Es ist kompliziert

von Redaktion

Foto: Bayerische Staatskanzlei – Henning Schacht

VON SEBASTIAN HORSCH

München/Berlin – Es wirkt wie der Beginn einer unerwarteten Freundschaft. Klaus Holetschek (CSU) und Karl Lauterbach (SPD) – die Gesundheitsminister in Bayern und dem Bund – lachen in die Kamera. Lauterbach hält einen bayerischen Porzellan-Löwen in der Hand, den er gerade von Holetschek zum Amtsantritt erhalten hat. Die beiden sind sich so nah, wie es in Corona-Zeiten für Politiker auf Bildern nur möglich ist.

Die Stimmung ist auch deshalb gut, weil Holetschek sowie auch Ministerpräsident und CSU-Chef Markus Söder in den Wochen zuvor mehrere Gelegenheiten genutzt hatten, um zu betonen, was für ein toller Gesundheitsminister Lauterbach doch wäre. „Ich hoffe, ich schade jetzt ihm da in dieser Situation nicht“, zeigte sich Söder bei „Anne Will“ noch besorgt. Und dann – womöglich auch zu Söders und Holetscheks eigener Überraschung – sah Kanzler Olaf Scholz (SPD) das plötzlich genauso. Die CSU hat Lauterbach gefordert, und sie hat ihn bekommen.

Datenabschnitt:
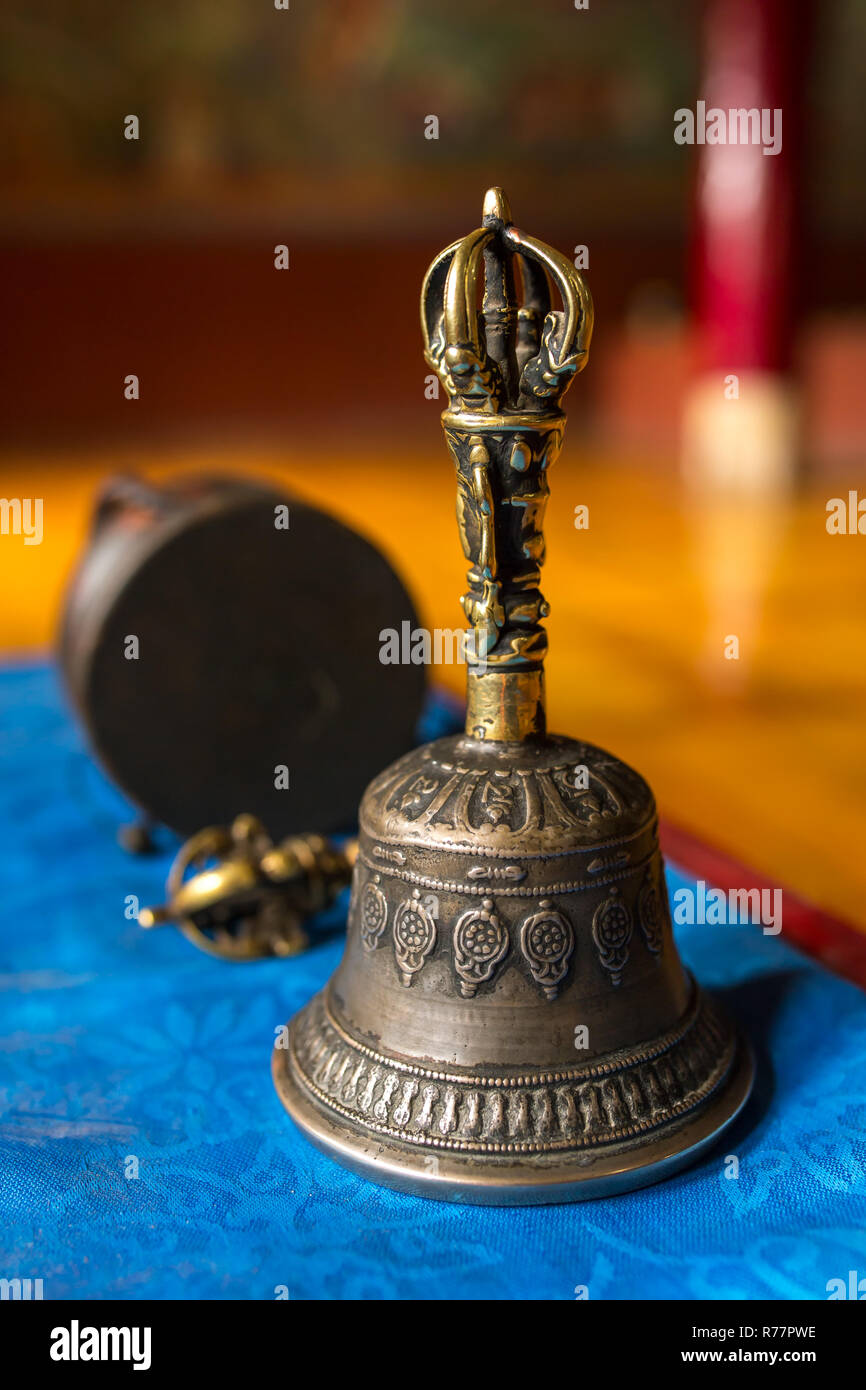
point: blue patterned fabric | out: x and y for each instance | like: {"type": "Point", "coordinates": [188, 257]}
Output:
{"type": "Point", "coordinates": [117, 1043]}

Aufgabe: Schreiben Sie aus dem Textauszug die Stelle zwischen „Die Stimmung ist“ und „hat ihn bekommen.“ einschließlich wortgetreu ab.

Lösung:
Die Stimmung ist auch deshalb gut, weil Holetschek sowie auch Ministerpräsident und CSU-Chef Markus Söder in den Wochen zuvor mehrere Gelegenheiten genutzt hatten, um zu betonen, was für ein toller Gesundheitsminister Lauterbach doch wäre. „Ich hoffe, ich schade jetzt ihm da in dieser Situation nicht“, zeigte sich Söder bei „Anne Will“ noch besorgt. Und dann – womöglich auch zu Söders und Holetscheks eigener Überraschung – sah Kanzler Olaf Scholz (SPD) das plötzlich genauso. Die CSU hat Lauterbach gefordert, und sie hat ihn bekommen.